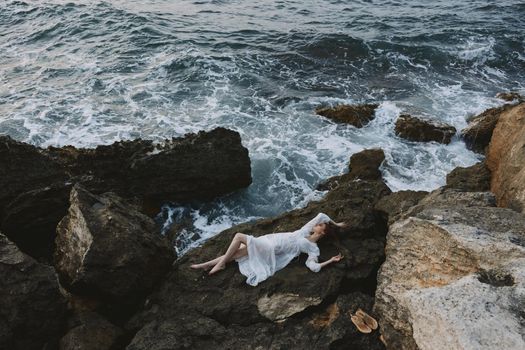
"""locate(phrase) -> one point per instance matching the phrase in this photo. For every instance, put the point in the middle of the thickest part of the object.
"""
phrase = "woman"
(260, 257)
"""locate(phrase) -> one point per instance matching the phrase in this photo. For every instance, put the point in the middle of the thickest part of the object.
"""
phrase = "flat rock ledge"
(454, 277)
(106, 249)
(294, 309)
(36, 182)
(32, 308)
(356, 115)
(421, 130)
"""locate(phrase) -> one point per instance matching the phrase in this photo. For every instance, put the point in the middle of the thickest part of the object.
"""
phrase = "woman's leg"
(238, 239)
(242, 251)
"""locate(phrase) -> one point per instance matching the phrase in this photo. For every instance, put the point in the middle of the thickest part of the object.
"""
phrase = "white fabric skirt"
(262, 260)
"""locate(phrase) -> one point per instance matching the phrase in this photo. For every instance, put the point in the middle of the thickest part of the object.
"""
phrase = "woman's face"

-------

Can you copy every item above word for word, omitting the pictures?

"""locate(phrase) -> one point per instance matching the phrase in this photo. For every instance, put the point in the middle of the thickest part of the object.
"""
phrase = "woman"
(260, 257)
"""locate(phrase) -> one point per instance matching the phrase in this photo. For every instance, put the point in the middle of the thickest part of the object.
"""
phrase = "flat rock ledge"
(454, 277)
(106, 249)
(294, 309)
(36, 182)
(32, 308)
(356, 115)
(421, 130)
"""locate(phrase) -> one point per instance matching the phrase in this photo. For every instance, put the point in the middle of the thickest part of the object.
"""
phrase = "woman's leg"
(238, 239)
(242, 251)
"""locate(phrase) -> one point per instance matching the phrase in this photo. For every instance, put the point in the middle of the thickest part of the object.
"""
phrase = "white fabric skirt"
(262, 260)
"""locate(phrase) -> one point per instance matching the phrase in this photo. For every instance, put the point in the middle of the thickest part of the object.
"""
phrase = "woman's face"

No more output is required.